What you will do: All of the lines below are to be transcribed faithfully, with pictures excluded from the copy.

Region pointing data
————
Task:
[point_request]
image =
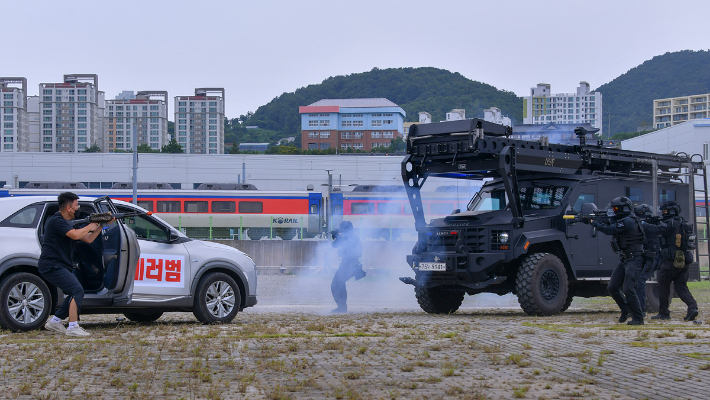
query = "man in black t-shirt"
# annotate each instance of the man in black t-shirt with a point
(55, 262)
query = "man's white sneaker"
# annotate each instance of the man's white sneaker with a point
(77, 331)
(55, 326)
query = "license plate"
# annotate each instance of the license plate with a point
(432, 266)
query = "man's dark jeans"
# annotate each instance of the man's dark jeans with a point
(62, 278)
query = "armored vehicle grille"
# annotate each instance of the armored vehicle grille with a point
(444, 241)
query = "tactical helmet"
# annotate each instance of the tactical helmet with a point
(346, 226)
(670, 209)
(643, 211)
(622, 205)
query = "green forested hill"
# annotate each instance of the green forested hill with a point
(433, 90)
(629, 98)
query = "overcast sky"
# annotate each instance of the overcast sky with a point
(258, 50)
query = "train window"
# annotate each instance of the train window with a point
(666, 195)
(25, 218)
(168, 206)
(583, 198)
(389, 208)
(255, 207)
(224, 206)
(148, 205)
(362, 208)
(634, 194)
(195, 206)
(441, 208)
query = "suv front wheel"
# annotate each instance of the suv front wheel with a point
(217, 298)
(25, 302)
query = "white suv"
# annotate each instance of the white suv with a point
(141, 267)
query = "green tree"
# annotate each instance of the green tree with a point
(172, 147)
(93, 149)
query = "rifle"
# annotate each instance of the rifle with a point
(106, 217)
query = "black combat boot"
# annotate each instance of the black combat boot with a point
(691, 315)
(625, 314)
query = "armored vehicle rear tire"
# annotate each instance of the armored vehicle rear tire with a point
(541, 285)
(438, 300)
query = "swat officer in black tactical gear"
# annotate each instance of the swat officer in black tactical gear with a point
(628, 238)
(349, 250)
(675, 262)
(652, 228)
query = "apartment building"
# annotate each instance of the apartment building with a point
(676, 110)
(357, 124)
(146, 112)
(14, 119)
(199, 121)
(71, 116)
(544, 107)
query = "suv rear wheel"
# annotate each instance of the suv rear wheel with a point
(438, 300)
(541, 285)
(217, 298)
(25, 302)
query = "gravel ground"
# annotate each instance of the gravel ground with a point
(289, 347)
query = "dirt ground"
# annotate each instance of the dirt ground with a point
(289, 347)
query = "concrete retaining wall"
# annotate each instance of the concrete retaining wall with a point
(319, 253)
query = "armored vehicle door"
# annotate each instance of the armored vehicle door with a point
(583, 238)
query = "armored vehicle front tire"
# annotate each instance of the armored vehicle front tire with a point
(438, 300)
(25, 302)
(541, 285)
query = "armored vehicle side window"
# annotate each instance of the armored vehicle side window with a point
(362, 208)
(634, 194)
(666, 195)
(490, 200)
(583, 198)
(25, 218)
(541, 197)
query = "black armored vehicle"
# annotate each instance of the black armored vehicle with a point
(518, 234)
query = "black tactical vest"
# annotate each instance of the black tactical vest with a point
(634, 234)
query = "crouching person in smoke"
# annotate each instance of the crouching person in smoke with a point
(349, 251)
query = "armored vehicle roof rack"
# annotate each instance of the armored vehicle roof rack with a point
(142, 185)
(477, 149)
(55, 185)
(226, 186)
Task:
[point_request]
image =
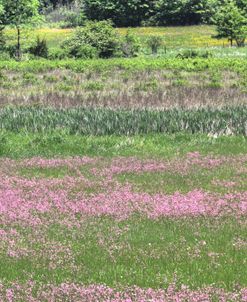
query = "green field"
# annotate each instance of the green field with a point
(174, 37)
(125, 179)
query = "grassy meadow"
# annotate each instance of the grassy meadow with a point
(125, 179)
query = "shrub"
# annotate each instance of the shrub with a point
(40, 48)
(57, 53)
(154, 42)
(100, 36)
(66, 16)
(130, 45)
(190, 54)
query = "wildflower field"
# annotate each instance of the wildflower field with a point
(123, 180)
(187, 36)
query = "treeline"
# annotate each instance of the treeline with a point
(144, 12)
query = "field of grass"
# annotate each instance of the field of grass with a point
(124, 180)
(137, 83)
(104, 219)
(174, 37)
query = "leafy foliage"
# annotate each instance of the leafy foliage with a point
(121, 12)
(39, 49)
(231, 23)
(98, 37)
(103, 121)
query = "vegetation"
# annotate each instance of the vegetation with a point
(231, 23)
(123, 150)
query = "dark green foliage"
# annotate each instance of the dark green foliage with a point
(121, 12)
(231, 22)
(92, 121)
(95, 38)
(191, 54)
(39, 49)
(155, 42)
(131, 45)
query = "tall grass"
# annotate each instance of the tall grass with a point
(103, 121)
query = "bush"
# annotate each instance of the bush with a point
(190, 54)
(95, 38)
(154, 42)
(122, 13)
(66, 16)
(57, 54)
(39, 49)
(130, 45)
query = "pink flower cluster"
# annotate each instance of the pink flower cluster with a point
(26, 200)
(102, 293)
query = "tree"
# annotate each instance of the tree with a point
(121, 12)
(18, 13)
(100, 36)
(231, 23)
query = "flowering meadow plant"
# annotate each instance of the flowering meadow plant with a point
(123, 229)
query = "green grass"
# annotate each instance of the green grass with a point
(180, 36)
(169, 183)
(104, 121)
(24, 145)
(146, 253)
(197, 252)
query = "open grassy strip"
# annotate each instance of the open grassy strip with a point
(164, 88)
(24, 145)
(146, 211)
(196, 252)
(188, 36)
(132, 64)
(103, 121)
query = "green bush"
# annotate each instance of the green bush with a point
(57, 53)
(95, 38)
(154, 42)
(39, 49)
(130, 45)
(191, 54)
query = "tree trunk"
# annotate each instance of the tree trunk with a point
(18, 43)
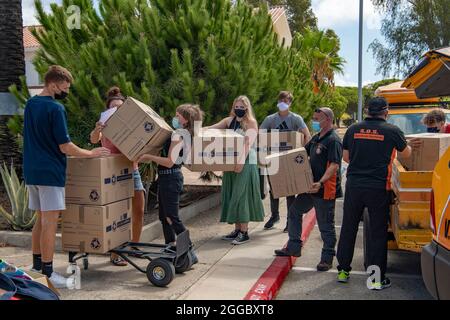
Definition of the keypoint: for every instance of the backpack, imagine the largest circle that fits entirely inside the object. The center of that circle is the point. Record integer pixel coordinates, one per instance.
(24, 289)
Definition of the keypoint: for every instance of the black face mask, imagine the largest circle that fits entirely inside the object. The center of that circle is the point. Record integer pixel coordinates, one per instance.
(61, 96)
(240, 113)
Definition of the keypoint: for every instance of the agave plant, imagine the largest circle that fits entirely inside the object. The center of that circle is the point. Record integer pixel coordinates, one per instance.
(20, 218)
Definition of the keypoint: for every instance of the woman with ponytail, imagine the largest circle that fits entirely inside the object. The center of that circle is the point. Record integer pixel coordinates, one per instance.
(170, 177)
(241, 197)
(115, 99)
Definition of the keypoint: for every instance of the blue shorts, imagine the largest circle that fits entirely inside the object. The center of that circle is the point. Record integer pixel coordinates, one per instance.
(138, 186)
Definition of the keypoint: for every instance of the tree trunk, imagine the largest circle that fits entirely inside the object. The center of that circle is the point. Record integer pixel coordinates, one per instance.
(12, 67)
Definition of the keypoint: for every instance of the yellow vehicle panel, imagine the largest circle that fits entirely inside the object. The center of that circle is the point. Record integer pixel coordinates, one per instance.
(411, 179)
(399, 110)
(412, 239)
(413, 215)
(441, 189)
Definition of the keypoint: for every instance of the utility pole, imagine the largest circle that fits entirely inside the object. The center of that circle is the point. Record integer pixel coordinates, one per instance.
(360, 97)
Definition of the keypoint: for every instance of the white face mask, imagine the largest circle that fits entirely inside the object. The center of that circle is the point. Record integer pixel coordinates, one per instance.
(283, 106)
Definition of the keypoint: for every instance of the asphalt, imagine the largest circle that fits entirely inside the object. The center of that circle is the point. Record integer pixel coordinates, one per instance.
(305, 283)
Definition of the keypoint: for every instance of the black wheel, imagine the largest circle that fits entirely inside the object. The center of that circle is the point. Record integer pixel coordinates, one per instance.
(85, 263)
(366, 239)
(160, 272)
(184, 263)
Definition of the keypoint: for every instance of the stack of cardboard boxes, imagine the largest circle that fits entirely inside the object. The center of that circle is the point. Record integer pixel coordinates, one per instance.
(98, 201)
(99, 191)
(411, 183)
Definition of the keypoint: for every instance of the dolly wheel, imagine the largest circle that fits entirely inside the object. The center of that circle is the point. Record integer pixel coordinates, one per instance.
————
Task output:
Task:
[point_request]
image =
query = "man in black t-shirt"
# annotate each instance of the man in black t-shirt with a point
(55, 262)
query = "man's white sneaker"
# annotate each instance of the man's white sneaker with a point
(77, 331)
(55, 326)
query = "license plate"
# annotate each instance of the license plate with a point
(432, 266)
query = "man's dark jeans"
# annotate each instance of the man's dark jeans with a point
(62, 278)
query = "armored vehicle grille"
# annotate each instance of the armored vehicle grille with a point
(444, 241)
query = "tactical helmet"
# annotate each instance of the tactical helmet with a point
(346, 226)
(670, 209)
(643, 211)
(622, 205)
query = "green forested hill"
# annotate each instance of the green forested hill with a point
(433, 90)
(629, 98)
query = "overcast sky"
# annotate each instance of the overcast sky with a point
(258, 50)
query = "train window"
# annotate each instance of the train window with a point
(666, 195)
(25, 218)
(168, 206)
(583, 198)
(389, 208)
(255, 207)
(224, 206)
(148, 205)
(362, 208)
(634, 194)
(195, 206)
(441, 208)
query = "suv front wheel"
# annotate each instance of the suv front wheel with a point
(217, 298)
(25, 302)
query = "white suv"
# annotate each instance of the white suv with a point
(141, 267)
query = "green tree"
# annotate each instance of the green tree with a point
(172, 147)
(93, 149)
query = "rifle"
# annotate each instance of the rifle with a point
(106, 217)
query = "black combat boot"
# annotate each instance of the black combat boot with a point
(691, 315)
(625, 314)
query = "armored vehicle rear tire"
# annotate each instance of the armored vehicle rear tire with a point
(541, 285)
(438, 300)
query = "swat officer in black tactical gear"
# annotate each instance of the swat officer in black tactical gear with a point
(628, 238)
(349, 250)
(675, 262)
(652, 228)
query = "apartment building"
# annotate each instance of the apartment building with a point
(676, 110)
(357, 124)
(146, 112)
(14, 119)
(199, 121)
(71, 116)
(544, 107)
query = "suv rear wheel"
# annotate each instance of the suv rear wheel with a point
(438, 300)
(541, 285)
(217, 298)
(25, 302)
query = "gravel ground"
# annotate each instance of the gravel ground with a point
(289, 347)
query = "dirt ground"
# annotate each instance of the dirt ground with a point
(289, 347)
query = "concrete retaining wall"
# annotate each instance of the concrete retaining wall with a point
(319, 253)
query = "armored vehicle door"
# annotate each instance of the armored vehicle door with a point
(583, 238)
query = "armored vehicle front tire"
# annotate each instance of the armored vehicle front tire with a point
(438, 300)
(25, 302)
(541, 285)
query = "armored vehicle side window"
# annotate each instance of the armored vehicle side window with a point
(362, 208)
(634, 194)
(666, 195)
(490, 200)
(583, 198)
(25, 218)
(541, 197)
query = "black armored vehicle"
# annotate each instance of the black armored vehicle with a point
(518, 234)
query = "black tactical vest"
# annotate each instance of the black tactical vest with a point
(634, 234)
query = "crouching person in smoke"
# annotate each instance of the crouching person in smoke with a point
(349, 251)
query = "armored vehicle roof rack"
# annotate each instance of the armored vehicle roof rack with a point
(142, 185)
(477, 149)
(55, 185)
(226, 186)
Task:
[point_request]
image =
query = "green field"
# annotate each instance of the green field with a point
(174, 37)
(125, 179)
query = "grassy meadow"
# annotate each instance of the grassy meadow with a point
(125, 179)
query = "shrub"
# annotate each instance of the shrub with a point
(40, 48)
(57, 53)
(154, 42)
(100, 36)
(66, 16)
(130, 45)
(190, 54)
query = "wildflower field"
# annotate each instance of the wildflower field with a point
(123, 180)
(187, 36)
query = "treeline"
# annotate each instance of the treeline with a point
(144, 12)
query = "field of grass"
# annotate each instance of the field of grass with a point
(124, 180)
(137, 83)
(104, 219)
(174, 37)
query = "leafy foliage"
# annotate each instance of the leafy foliage with a point
(121, 12)
(39, 49)
(231, 23)
(98, 37)
(103, 121)
query = "vegetation"
# annotate each instance of the vegetation with a point
(231, 23)
(123, 150)
query = "dark green foliage"
# annotate each instance of the dark green foliage with a point
(121, 12)
(231, 22)
(92, 121)
(95, 38)
(191, 54)
(39, 49)
(155, 42)
(131, 45)
query = "tall grass"
# annotate each instance of the tall grass with a point
(103, 121)
query = "bush"
# annotate each instance of the bush with a point
(190, 54)
(95, 38)
(154, 42)
(122, 13)
(66, 16)
(57, 54)
(39, 49)
(130, 45)
query = "pink flower cluster"
# annotate each instance of the pink flower cluster with a point
(26, 200)
(102, 293)
query = "tree"
# annotate each instance of the tree with a point
(121, 12)
(18, 13)
(100, 36)
(231, 23)
query = "flowering meadow plant"
# annotate each instance of the flowering meadow plant with a point
(123, 229)
query = "green grass"
# annotate each instance of the green grass with a point
(180, 36)
(169, 183)
(104, 121)
(24, 145)
(146, 253)
(197, 252)
query = "open grassy strip"
# annotate each instance of the open grassy strip with a point
(164, 88)
(24, 145)
(146, 211)
(196, 252)
(188, 36)
(132, 64)
(103, 121)
query = "green bush"
# annotate each instance of the green bush with a point
(57, 53)
(95, 38)
(154, 42)
(39, 49)
(130, 45)
(191, 54)
query = "tree trunk"
# annotate each instance of the tree trunk with a point
(18, 43)
Definition of the keypoint: for every instance of the backpack, imagine the largest circle that fits entirely inside the object. The center of that circle is the point. Record integer pixel coordinates, one per instance.
(24, 289)
Definition of the keypoint: for every instance of the black face mask, imagine the largest circle that fits entirely inside the object. The center of that circle is the point. Record integer pixel coordinates, one per instance.
(61, 96)
(240, 113)
Definition of the keypoint: for every instance of the agave plant, imagine the largest circle that fits entirely inside the object. The center of that circle is the point. Record integer pixel coordinates, one per instance.
(20, 218)
Definition of the keypoint: for every instance of the woman with ponytail, imagine the largest circle that fits entirely inside the object. The center of that circle is the point. Record integer pixel coordinates, one per instance.
(170, 177)
(241, 197)
(115, 99)
Definition of the keypoint: for every instance of the blue shorts, imagine the largest circle that fits entirely inside the object. The center of that circle is the point. Record integer pixel coordinates, one per instance.
(138, 186)
Definition of the keypoint: for every instance of the tree trunk, imagine the largest circle that fits entirely inside the object. The center of that circle is the point. Record integer pixel coordinates, one per instance.
(12, 67)
Definition of the keypoint: for every instance of the yellow vehicle panel, imagine the largest circle that fits entirely inside the object. The center of that circle is the point. Record integer pixel coordinates, one per instance.
(411, 179)
(399, 110)
(412, 239)
(413, 215)
(441, 189)
Definition of the keypoint: for every instance of the utility pole, imagine the largest circle that fits entirely inside the object. The center of that circle is the point. Record integer pixel coordinates, one per instance.
(360, 97)
Definition of the keypoint: for every instance of the white face mask, imagine the largest circle that fits entirely inside the object. The center of that circle is the point. Record integer pixel coordinates, one per instance.
(283, 106)
Definition of the keypoint: for every instance of the asphalt, imagine the largest circle that fits entirely inside the object. The center of that circle is the point. Record integer pixel coordinates, one per instance.
(305, 283)
Definition of the keypoint: for every instance of the black wheel, imagine the largest circle that fits entirely inside the object. The center of that circle is the point. Record integer pixel coordinates, one per instance.
(85, 263)
(366, 239)
(160, 272)
(184, 263)
Definition of the keypoint: for every instance of the stack of cardboard boxes, imagine the largest circle that fits entirely inside the object. The center of that circle is the point. Record integer pixel coordinates, one per instance.
(98, 201)
(99, 191)
(411, 183)
Definition of the keypoint: for every instance of the dolly wheel, imagine the largest circle that fits entirely inside the object. The center of that circle is the point. Record integer pixel coordinates, one per instance.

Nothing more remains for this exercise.